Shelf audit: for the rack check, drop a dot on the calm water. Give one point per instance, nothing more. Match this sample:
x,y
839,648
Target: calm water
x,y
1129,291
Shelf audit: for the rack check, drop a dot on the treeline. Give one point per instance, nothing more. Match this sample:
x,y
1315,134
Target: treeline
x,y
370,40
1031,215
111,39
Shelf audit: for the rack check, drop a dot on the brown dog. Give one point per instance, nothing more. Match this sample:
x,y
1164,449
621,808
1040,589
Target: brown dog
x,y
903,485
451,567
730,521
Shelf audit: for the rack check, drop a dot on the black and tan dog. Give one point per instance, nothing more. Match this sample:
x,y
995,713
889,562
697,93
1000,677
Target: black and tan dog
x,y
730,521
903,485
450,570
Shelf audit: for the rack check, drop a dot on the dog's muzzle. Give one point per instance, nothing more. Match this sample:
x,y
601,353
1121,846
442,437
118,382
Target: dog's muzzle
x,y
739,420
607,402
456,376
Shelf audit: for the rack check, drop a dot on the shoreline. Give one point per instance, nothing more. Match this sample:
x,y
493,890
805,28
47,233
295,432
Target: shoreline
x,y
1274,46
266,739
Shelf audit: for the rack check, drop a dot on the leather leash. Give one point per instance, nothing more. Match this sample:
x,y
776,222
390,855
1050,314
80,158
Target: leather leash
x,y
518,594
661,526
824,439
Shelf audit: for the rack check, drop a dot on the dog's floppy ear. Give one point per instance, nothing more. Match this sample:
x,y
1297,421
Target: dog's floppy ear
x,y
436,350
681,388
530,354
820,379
=====
* WORK TO COMPLETE *
Output exactly the lines from the one with "on the leather" through the final line of the listing above.

* OUTPUT OF THE TASK *
Shelf audit: for the rack check, drop a dot on the leather leash. Give one point per instance, nothing more. Match this sample:
x,y
776,222
390,855
1050,314
80,158
Target: leather leash
x,y
518,594
661,526
824,439
Shelf audit: for the rack check, drop a dot on the dog's floppy ear. Give one point per instance, nothing more. Match this sample:
x,y
1297,421
Target: dog's floppy ear
x,y
436,350
681,388
530,354
820,379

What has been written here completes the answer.